Problem to solve>
Rewrite every line from the one reading "TARGET = front tire" through the end of the rows, requests included, offsetting each point coordinate by adding 109 to it.

Entries from a point annotation set
** Start **
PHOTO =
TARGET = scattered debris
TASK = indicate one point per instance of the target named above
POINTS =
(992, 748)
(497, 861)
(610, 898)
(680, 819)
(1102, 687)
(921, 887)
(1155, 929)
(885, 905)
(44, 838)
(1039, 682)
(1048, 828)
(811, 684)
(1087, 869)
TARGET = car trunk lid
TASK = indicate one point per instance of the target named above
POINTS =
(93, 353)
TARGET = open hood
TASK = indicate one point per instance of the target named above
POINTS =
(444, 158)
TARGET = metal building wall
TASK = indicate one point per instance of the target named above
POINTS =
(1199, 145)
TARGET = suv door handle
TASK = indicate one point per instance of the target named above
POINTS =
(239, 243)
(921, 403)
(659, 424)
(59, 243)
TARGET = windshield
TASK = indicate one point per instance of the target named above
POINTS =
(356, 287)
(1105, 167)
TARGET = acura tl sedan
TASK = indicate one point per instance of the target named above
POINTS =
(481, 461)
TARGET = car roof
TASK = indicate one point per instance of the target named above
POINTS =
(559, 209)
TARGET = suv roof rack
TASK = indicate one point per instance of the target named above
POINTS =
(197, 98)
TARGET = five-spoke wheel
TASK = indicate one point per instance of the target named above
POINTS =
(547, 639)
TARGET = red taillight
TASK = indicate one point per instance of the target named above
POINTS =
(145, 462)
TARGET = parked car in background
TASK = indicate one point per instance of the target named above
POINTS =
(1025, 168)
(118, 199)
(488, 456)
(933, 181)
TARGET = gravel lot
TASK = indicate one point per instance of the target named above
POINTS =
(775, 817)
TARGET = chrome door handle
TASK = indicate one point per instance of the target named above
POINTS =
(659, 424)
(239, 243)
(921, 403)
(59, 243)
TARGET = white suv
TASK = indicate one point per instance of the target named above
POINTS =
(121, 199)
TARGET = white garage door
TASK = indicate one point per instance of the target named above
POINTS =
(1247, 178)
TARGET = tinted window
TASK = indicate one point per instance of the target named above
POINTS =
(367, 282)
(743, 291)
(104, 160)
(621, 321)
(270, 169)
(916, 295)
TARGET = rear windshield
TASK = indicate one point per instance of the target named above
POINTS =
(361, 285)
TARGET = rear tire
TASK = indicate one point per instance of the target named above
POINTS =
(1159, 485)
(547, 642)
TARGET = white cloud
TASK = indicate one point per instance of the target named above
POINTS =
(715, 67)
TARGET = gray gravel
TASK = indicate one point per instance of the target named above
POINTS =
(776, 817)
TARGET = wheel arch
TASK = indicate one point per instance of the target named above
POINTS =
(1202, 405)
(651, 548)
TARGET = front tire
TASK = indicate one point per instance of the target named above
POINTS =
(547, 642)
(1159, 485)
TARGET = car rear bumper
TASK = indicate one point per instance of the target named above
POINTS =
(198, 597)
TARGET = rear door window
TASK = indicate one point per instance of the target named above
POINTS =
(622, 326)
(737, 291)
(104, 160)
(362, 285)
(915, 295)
** End **
Written response>
TARGET = front tire
TASK = indicate one point per instance of the target named above
POINTS =
(656, 751)
(1268, 594)
TARGET = car rear bumper
TASK = indicate one point per instance of the target named above
POINTS =
(307, 706)
TARGET = rear door window
TASK = indicate one point per instance of the target named above
POINTS =
(731, 435)
(846, 400)
(213, 269)
(471, 394)
(1024, 404)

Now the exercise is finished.